(Data taken from a collection)
/---

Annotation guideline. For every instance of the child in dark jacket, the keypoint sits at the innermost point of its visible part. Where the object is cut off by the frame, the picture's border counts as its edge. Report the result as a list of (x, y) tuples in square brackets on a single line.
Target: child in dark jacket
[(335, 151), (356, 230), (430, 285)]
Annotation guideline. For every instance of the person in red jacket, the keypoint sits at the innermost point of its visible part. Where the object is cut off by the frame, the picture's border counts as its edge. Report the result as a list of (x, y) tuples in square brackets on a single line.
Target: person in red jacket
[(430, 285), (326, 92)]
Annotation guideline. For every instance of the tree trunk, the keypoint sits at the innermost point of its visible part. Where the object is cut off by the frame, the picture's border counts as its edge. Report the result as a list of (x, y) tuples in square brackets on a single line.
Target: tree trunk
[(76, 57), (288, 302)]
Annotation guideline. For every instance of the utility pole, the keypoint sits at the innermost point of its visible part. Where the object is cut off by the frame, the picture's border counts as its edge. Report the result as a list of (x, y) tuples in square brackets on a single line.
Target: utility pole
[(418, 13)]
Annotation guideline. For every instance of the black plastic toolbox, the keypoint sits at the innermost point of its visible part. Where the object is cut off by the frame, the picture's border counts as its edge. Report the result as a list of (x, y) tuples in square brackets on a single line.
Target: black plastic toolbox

\---

**What is needed**
Can you reproduce only the stretch of material from the line containing "Annotation guideline. For every instance of the tree" through its end, guidelines and all, with every keypoint coordinate offset by 113?

**The completed task**
Annotation guideline. For every instance of the tree trunk, the keypoint sits at the innermost point of its visible part. Where the object is cut off by the frame, the picture's border counts as its edge. Report the result as a list of (x, y) tuples in square brackets on a single line.
Target: tree trunk
[(189, 170), (401, 415)]
Annotation guideline. For every instance of the utility pole, the keypoint sits at the innermost point of its visible part. Where the object is cut off by the frame, the picture's border counts as its edge. Report the result as a list of (x, y) tuples in square brackets on a single line.
Target: utility pole
[(531, 126)]
Annotation guideline. For every instance of the black plastic toolbox, the keypoint sits at the innermost point of its visible part. Where the object is cut off by the frame, the picture's border counts as its edge. Report the result as a list of (x, y) tuples in square brackets on a single line.
Target: black plastic toolbox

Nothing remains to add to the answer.